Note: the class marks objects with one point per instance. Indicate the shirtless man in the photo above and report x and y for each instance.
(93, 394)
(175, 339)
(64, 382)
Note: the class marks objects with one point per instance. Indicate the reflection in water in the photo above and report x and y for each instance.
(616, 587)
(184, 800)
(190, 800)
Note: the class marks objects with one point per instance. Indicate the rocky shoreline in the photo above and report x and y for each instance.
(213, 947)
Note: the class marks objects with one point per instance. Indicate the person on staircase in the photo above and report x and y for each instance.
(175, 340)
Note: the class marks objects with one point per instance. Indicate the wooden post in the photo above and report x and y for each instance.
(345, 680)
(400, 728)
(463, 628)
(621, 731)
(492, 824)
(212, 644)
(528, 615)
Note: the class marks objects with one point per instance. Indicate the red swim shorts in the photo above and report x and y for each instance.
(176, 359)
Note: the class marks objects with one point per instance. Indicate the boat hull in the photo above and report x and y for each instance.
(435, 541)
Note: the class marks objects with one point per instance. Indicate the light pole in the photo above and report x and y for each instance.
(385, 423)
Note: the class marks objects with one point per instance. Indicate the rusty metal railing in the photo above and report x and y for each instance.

EXERCISE — Begin with the line that contains "Indicate the red" and end with the last line of the records; set down every line in that span exactly, and nothing else.

TASK SOLUTION —
Note: the class marks objects with one point per instance. Indicate the red swim shorts in the photo above and report x and y for each instance.
(176, 359)
Note: the class marks objects with one point per instance. Indicate the boat hull in the photo above and report x and y for each instance.
(435, 541)
Note: the class marks objects with one point per instance. Indicate the light pole in the photo above and report x and y for each instance.
(385, 423)
Note: the class marks objects with one point per instance. Indicate the rusty metal railing in the photo above and report x and y for each instance.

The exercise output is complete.